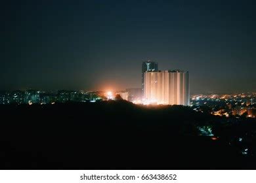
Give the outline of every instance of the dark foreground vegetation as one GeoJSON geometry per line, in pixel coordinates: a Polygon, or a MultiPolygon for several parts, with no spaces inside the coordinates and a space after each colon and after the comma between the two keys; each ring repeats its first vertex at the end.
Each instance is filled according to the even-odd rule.
{"type": "Polygon", "coordinates": [[[216,124],[216,132],[224,137],[224,130],[232,129],[226,120],[189,107],[120,101],[3,105],[0,110],[1,169],[256,167],[254,156],[242,154],[228,137],[198,135],[198,125],[216,124]]]}

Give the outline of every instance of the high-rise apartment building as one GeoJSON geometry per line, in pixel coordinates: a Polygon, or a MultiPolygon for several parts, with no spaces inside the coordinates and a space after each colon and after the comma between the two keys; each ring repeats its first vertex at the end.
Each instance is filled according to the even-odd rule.
{"type": "Polygon", "coordinates": [[[144,73],[146,71],[158,71],[158,63],[150,60],[142,62],[141,76],[142,92],[144,90],[144,73]]]}
{"type": "Polygon", "coordinates": [[[149,103],[190,105],[189,73],[182,71],[146,71],[144,98],[149,103]]]}

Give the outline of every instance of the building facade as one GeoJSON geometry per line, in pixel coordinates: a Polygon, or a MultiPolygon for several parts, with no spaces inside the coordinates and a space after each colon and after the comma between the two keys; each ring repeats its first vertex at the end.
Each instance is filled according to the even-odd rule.
{"type": "Polygon", "coordinates": [[[149,103],[190,105],[188,72],[146,71],[144,77],[144,99],[149,103]]]}
{"type": "Polygon", "coordinates": [[[141,76],[142,92],[144,91],[144,73],[147,71],[158,71],[158,63],[154,61],[151,61],[150,60],[142,62],[141,76]]]}

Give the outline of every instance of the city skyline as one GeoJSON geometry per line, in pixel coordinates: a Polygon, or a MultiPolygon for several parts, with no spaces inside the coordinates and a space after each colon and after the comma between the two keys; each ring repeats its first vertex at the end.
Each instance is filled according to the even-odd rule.
{"type": "Polygon", "coordinates": [[[121,90],[141,62],[189,71],[191,93],[256,91],[253,1],[5,2],[0,90],[121,90]]]}

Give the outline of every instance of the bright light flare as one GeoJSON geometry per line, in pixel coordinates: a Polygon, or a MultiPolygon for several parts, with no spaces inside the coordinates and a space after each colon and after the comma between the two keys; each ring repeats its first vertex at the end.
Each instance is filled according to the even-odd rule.
{"type": "Polygon", "coordinates": [[[108,100],[112,100],[114,99],[114,95],[113,95],[113,93],[112,92],[108,92],[106,93],[106,97],[108,99],[108,100]]]}

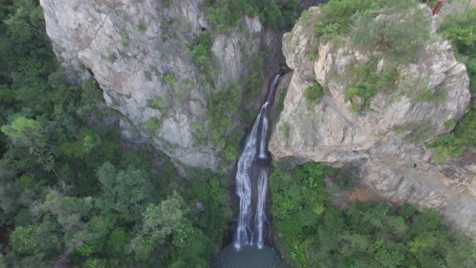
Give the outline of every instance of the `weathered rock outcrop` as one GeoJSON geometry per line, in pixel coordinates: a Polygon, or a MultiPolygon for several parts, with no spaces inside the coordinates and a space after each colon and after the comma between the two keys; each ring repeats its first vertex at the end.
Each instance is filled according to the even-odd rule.
{"type": "MultiPolygon", "coordinates": [[[[192,61],[197,36],[212,26],[203,1],[40,0],[47,32],[64,65],[90,69],[107,105],[118,111],[122,135],[152,140],[173,159],[214,168],[212,146],[194,145],[193,125],[205,127],[203,74],[192,61]]],[[[244,29],[214,35],[214,84],[226,88],[247,72],[267,40],[257,17],[244,29]]]]}
{"type": "MultiPolygon", "coordinates": [[[[310,12],[315,17],[320,10],[310,12]]],[[[437,165],[423,145],[451,131],[454,124],[447,123],[459,120],[470,100],[466,67],[450,44],[429,41],[417,61],[397,68],[397,90],[376,94],[370,103],[372,111],[358,113],[346,100],[346,70],[373,56],[379,60],[378,72],[386,64],[385,55],[360,51],[347,40],[339,47],[320,43],[314,58],[309,56],[315,47],[313,33],[301,19],[283,38],[283,53],[294,72],[269,143],[274,157],[363,163],[364,183],[381,196],[437,208],[449,222],[476,237],[475,154],[469,153],[464,163],[437,165]],[[303,92],[316,81],[324,88],[324,96],[309,105],[303,92]],[[417,97],[425,92],[443,97],[417,97]]]]}

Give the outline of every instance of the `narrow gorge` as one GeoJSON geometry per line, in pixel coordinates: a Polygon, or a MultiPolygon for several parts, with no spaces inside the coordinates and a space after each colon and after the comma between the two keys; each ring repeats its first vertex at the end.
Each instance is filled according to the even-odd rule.
{"type": "Polygon", "coordinates": [[[0,268],[476,265],[475,0],[0,22],[0,268]]]}

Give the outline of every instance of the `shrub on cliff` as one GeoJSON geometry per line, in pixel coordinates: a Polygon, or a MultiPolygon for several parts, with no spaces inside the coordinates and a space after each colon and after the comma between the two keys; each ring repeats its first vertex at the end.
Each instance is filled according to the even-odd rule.
{"type": "Polygon", "coordinates": [[[336,173],[308,163],[270,177],[276,245],[294,267],[474,267],[474,241],[449,231],[439,212],[385,203],[334,208],[324,181],[336,173]]]}
{"type": "MultiPolygon", "coordinates": [[[[463,61],[470,77],[470,90],[476,93],[476,8],[450,16],[442,24],[441,33],[452,42],[457,57],[463,61]]],[[[476,146],[476,102],[474,97],[464,117],[452,132],[440,135],[427,146],[434,149],[434,159],[444,162],[459,157],[476,146]]]]}

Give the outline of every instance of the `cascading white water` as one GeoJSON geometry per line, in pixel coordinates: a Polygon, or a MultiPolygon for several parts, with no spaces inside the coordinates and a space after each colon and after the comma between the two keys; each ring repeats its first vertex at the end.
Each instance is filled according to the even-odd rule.
{"type": "Polygon", "coordinates": [[[264,243],[264,225],[267,223],[266,194],[268,187],[268,171],[257,165],[257,203],[255,213],[254,221],[252,220],[253,207],[251,204],[251,193],[253,191],[251,183],[251,166],[257,158],[267,159],[267,134],[268,134],[268,107],[273,104],[274,91],[281,75],[277,74],[269,87],[268,98],[261,107],[255,120],[251,132],[246,138],[246,143],[238,160],[236,180],[236,194],[239,197],[239,216],[238,225],[235,237],[235,247],[237,249],[245,244],[257,244],[261,249],[264,243]],[[252,225],[253,224],[253,225],[252,225]]]}

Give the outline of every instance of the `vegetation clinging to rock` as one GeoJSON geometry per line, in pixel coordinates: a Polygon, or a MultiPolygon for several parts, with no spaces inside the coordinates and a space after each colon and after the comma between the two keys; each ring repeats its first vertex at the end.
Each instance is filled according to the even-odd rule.
{"type": "Polygon", "coordinates": [[[434,150],[433,157],[438,163],[458,157],[468,148],[476,146],[476,8],[448,17],[440,32],[450,39],[457,56],[466,65],[473,97],[468,113],[456,125],[454,130],[440,135],[427,144],[434,150]]]}
{"type": "Polygon", "coordinates": [[[337,174],[308,163],[278,168],[270,178],[276,244],[294,267],[473,267],[474,242],[448,231],[436,211],[384,203],[333,207],[324,180],[337,174]]]}

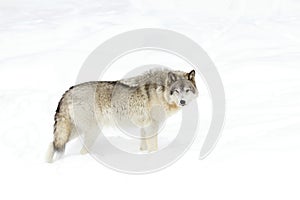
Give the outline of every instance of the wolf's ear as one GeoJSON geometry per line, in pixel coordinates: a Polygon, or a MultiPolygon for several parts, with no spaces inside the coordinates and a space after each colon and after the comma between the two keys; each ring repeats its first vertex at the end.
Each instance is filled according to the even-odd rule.
{"type": "Polygon", "coordinates": [[[190,81],[195,81],[195,70],[192,70],[190,73],[188,73],[188,79],[190,81]]]}
{"type": "Polygon", "coordinates": [[[176,75],[173,72],[169,72],[168,73],[168,82],[172,83],[175,82],[177,80],[176,75]]]}

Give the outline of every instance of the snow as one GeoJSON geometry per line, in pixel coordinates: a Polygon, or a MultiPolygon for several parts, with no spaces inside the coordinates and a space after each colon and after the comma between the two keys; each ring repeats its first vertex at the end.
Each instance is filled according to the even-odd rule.
{"type": "Polygon", "coordinates": [[[296,0],[1,1],[1,198],[299,199],[299,11],[296,0]],[[61,161],[44,163],[58,100],[86,57],[145,27],[185,34],[215,62],[226,92],[215,150],[198,160],[210,113],[203,84],[199,137],[162,171],[115,172],[78,155],[76,142],[61,161]]]}

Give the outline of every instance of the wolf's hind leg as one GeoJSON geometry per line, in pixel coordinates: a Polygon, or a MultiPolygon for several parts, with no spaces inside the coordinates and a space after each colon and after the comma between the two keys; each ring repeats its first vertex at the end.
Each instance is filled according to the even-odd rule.
{"type": "Polygon", "coordinates": [[[158,144],[157,144],[157,134],[158,134],[159,125],[155,121],[145,128],[146,131],[146,145],[148,152],[157,151],[158,144]]]}
{"type": "Polygon", "coordinates": [[[100,132],[101,129],[98,126],[89,131],[85,131],[85,133],[83,134],[83,146],[80,150],[80,154],[87,154],[89,152],[89,149],[97,140],[100,132]]]}
{"type": "Polygon", "coordinates": [[[48,152],[46,155],[47,162],[53,162],[53,157],[56,153],[54,160],[58,160],[62,157],[65,151],[66,143],[69,141],[69,137],[72,131],[72,124],[69,118],[58,117],[54,125],[54,141],[50,143],[48,152]]]}

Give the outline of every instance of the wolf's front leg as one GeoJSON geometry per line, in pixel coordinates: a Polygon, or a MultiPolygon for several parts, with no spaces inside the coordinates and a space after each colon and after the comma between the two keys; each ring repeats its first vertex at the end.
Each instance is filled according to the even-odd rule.
{"type": "Polygon", "coordinates": [[[146,133],[145,133],[145,130],[143,128],[141,129],[141,145],[140,145],[140,150],[141,151],[146,151],[147,150],[146,133]]]}
{"type": "Polygon", "coordinates": [[[149,137],[146,139],[148,152],[157,151],[158,145],[157,145],[157,134],[149,137]]]}
{"type": "Polygon", "coordinates": [[[146,128],[144,128],[144,137],[142,137],[142,143],[148,152],[157,151],[158,145],[157,145],[157,133],[158,133],[158,123],[155,121],[152,122],[152,124],[146,128]]]}

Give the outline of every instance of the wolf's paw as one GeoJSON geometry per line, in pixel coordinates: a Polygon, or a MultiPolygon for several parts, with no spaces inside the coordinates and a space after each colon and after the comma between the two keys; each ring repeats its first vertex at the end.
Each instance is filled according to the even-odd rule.
{"type": "Polygon", "coordinates": [[[85,147],[82,147],[81,150],[80,150],[80,154],[85,155],[87,153],[88,153],[88,150],[85,147]]]}
{"type": "Polygon", "coordinates": [[[140,151],[146,151],[146,150],[147,150],[147,145],[140,146],[140,151]]]}

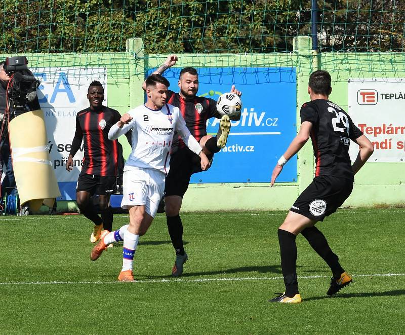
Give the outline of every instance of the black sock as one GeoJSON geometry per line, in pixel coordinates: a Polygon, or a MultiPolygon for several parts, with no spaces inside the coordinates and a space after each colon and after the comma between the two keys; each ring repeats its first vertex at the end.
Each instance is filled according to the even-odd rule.
{"type": "Polygon", "coordinates": [[[281,258],[281,270],[286,285],[286,295],[293,297],[298,293],[298,281],[295,266],[297,262],[296,236],[290,232],[278,229],[278,243],[281,258]]]}
{"type": "Polygon", "coordinates": [[[215,137],[211,137],[207,140],[206,142],[206,147],[210,151],[210,153],[212,153],[213,154],[215,154],[216,153],[218,153],[221,150],[220,147],[218,147],[217,145],[217,141],[218,139],[217,139],[217,137],[215,136],[215,137]]]}
{"type": "Polygon", "coordinates": [[[103,220],[103,228],[109,232],[112,231],[112,209],[109,206],[100,213],[103,220]]]}
{"type": "Polygon", "coordinates": [[[323,234],[316,227],[305,228],[301,233],[305,237],[312,248],[329,266],[336,279],[345,272],[339,263],[339,257],[333,253],[323,234]]]}
{"type": "Polygon", "coordinates": [[[179,215],[176,216],[166,216],[169,235],[172,240],[172,244],[176,250],[176,254],[184,254],[184,247],[183,245],[183,225],[179,215]]]}

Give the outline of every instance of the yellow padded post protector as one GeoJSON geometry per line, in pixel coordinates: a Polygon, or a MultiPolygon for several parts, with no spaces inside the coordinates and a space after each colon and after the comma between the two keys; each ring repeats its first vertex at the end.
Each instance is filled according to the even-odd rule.
{"type": "Polygon", "coordinates": [[[60,192],[49,158],[44,112],[28,111],[9,125],[13,168],[21,205],[29,201],[37,211],[43,203],[49,207],[60,192]]]}

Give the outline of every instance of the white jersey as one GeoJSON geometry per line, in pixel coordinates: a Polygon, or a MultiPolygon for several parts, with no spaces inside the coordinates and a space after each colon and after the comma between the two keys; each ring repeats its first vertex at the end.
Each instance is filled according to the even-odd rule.
{"type": "Polygon", "coordinates": [[[154,169],[167,175],[170,148],[177,131],[190,150],[197,155],[201,147],[186,126],[178,107],[166,104],[158,110],[141,105],[128,114],[132,120],[123,128],[117,124],[111,127],[108,138],[112,140],[132,129],[132,152],[125,163],[124,171],[154,169]]]}

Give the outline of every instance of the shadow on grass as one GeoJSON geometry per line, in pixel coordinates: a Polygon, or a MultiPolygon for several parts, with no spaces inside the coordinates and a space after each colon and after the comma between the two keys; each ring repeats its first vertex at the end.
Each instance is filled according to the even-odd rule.
{"type": "Polygon", "coordinates": [[[392,291],[386,291],[385,292],[363,292],[362,293],[338,293],[336,295],[328,296],[313,296],[310,298],[305,299],[305,301],[313,300],[321,300],[322,299],[335,299],[336,298],[362,298],[372,296],[397,296],[398,295],[405,295],[405,290],[393,290],[392,291]]]}
{"type": "MultiPolygon", "coordinates": [[[[273,265],[269,266],[252,266],[252,267],[242,267],[240,268],[235,268],[228,269],[217,271],[200,271],[198,272],[186,272],[183,274],[181,277],[179,278],[189,278],[198,276],[215,276],[217,275],[233,274],[237,273],[243,273],[245,272],[256,272],[256,273],[268,273],[269,274],[279,275],[281,273],[281,268],[279,265],[273,265]]],[[[173,278],[171,275],[168,276],[147,276],[144,278],[147,279],[151,278],[173,278]]]]}

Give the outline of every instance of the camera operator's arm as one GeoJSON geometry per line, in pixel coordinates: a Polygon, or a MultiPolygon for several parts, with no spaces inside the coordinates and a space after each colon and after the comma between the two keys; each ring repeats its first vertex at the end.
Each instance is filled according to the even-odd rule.
{"type": "Polygon", "coordinates": [[[80,148],[80,145],[82,144],[82,140],[83,139],[83,131],[80,126],[78,118],[76,117],[76,130],[74,132],[74,137],[72,141],[72,145],[70,147],[70,153],[67,158],[66,162],[66,170],[70,171],[73,170],[73,158],[80,148]]]}
{"type": "Polygon", "coordinates": [[[31,102],[28,103],[28,107],[29,107],[30,110],[37,110],[41,109],[41,106],[39,105],[39,101],[38,100],[38,97],[35,96],[33,101],[31,102]]]}

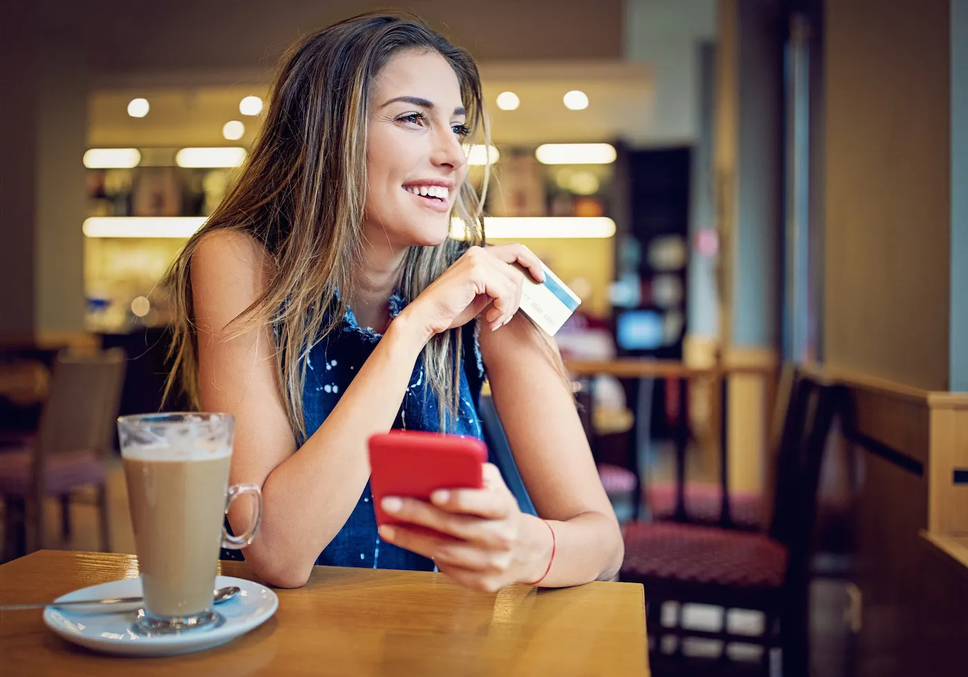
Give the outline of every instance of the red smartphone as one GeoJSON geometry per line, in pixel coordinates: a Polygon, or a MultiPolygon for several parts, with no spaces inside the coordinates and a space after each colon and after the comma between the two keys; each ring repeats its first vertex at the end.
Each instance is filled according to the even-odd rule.
{"type": "Polygon", "coordinates": [[[429,501],[438,489],[483,488],[486,462],[487,446],[474,437],[415,430],[374,435],[370,438],[370,488],[377,523],[406,524],[419,530],[385,514],[380,507],[383,497],[429,501]]]}

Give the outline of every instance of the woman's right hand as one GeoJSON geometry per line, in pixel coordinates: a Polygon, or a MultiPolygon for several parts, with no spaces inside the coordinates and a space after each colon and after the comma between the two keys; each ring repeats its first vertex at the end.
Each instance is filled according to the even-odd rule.
{"type": "Polygon", "coordinates": [[[541,261],[524,245],[471,247],[413,300],[404,312],[429,336],[463,326],[480,314],[492,331],[507,324],[521,305],[525,276],[520,263],[539,282],[541,261]]]}

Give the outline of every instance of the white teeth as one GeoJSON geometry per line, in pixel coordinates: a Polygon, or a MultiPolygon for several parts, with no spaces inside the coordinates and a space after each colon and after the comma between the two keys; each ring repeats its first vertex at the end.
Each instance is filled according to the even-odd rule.
{"type": "Polygon", "coordinates": [[[404,190],[414,195],[429,195],[441,200],[447,199],[447,195],[450,194],[450,189],[443,186],[405,186],[404,190]]]}

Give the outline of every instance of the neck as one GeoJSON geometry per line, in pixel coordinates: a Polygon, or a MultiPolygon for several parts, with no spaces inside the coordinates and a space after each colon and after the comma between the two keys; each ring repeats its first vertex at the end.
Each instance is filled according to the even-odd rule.
{"type": "Polygon", "coordinates": [[[390,324],[388,301],[400,282],[406,255],[406,248],[366,245],[363,265],[356,273],[352,297],[348,300],[360,327],[370,327],[379,333],[386,331],[390,324]]]}

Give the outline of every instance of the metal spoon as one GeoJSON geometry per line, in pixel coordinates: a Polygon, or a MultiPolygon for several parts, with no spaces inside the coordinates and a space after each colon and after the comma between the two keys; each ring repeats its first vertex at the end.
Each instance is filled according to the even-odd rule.
{"type": "MultiPolygon", "coordinates": [[[[221,604],[223,602],[227,602],[242,589],[236,585],[229,585],[225,588],[219,588],[215,591],[215,597],[212,599],[213,604],[221,604]]],[[[79,604],[128,604],[135,603],[137,602],[144,602],[143,597],[118,597],[109,598],[106,600],[72,600],[71,602],[51,602],[49,603],[35,603],[35,604],[3,604],[0,606],[0,611],[23,611],[26,609],[43,609],[47,606],[75,606],[79,604]]]]}

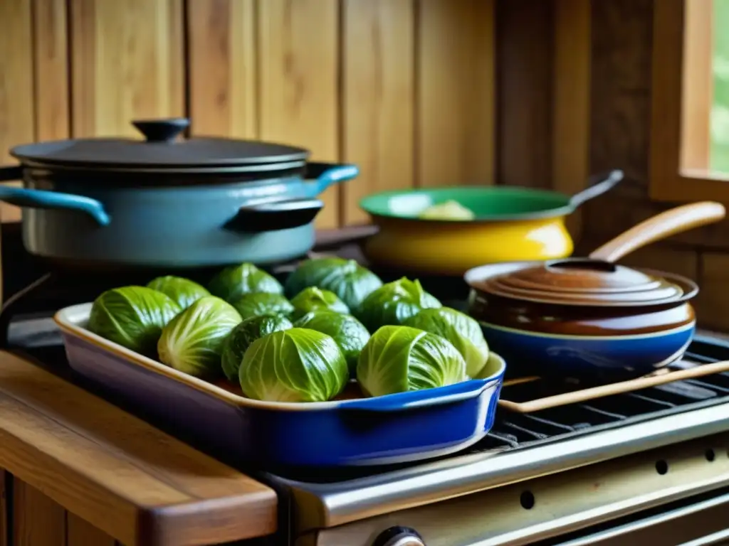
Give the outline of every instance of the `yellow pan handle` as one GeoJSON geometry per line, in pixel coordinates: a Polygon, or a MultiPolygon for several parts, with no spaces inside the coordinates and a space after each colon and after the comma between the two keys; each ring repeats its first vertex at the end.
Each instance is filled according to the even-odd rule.
{"type": "Polygon", "coordinates": [[[721,203],[702,201],[670,209],[641,222],[593,250],[596,260],[617,261],[642,247],[677,233],[722,220],[726,210],[721,203]]]}

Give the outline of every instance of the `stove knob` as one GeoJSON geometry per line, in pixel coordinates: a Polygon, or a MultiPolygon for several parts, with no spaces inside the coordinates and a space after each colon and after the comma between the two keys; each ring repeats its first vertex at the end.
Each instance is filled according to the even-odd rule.
{"type": "Polygon", "coordinates": [[[398,526],[383,531],[372,546],[425,546],[425,542],[415,529],[398,526]]]}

### STATED PROBLEM
Extract every line of the entries above that contains the string "rock", copying each one in full. The match is case-sensitive.

### WRITTEN SOLUTION
Give the outline of every instance of the `weathered rock outcrop` as one GeoJSON geometry per line, in pixel coordinates: a Polygon, or a MultiPolygon for several parts, with no spaces inside the coordinates and a space after each colon and after the comma between the two keys; each ring repeats its first vertex at the end.
Give the outline of every instance of the `vegetation clinging to rock` as one GeoJSON geometry per line, in pixel coordinates: a Polygon, or a MultiPolygon for several parts, with no spaces inside the coordinates and a space after each colon and after the comma between the two keys; each ring repeats its first vertex at the end.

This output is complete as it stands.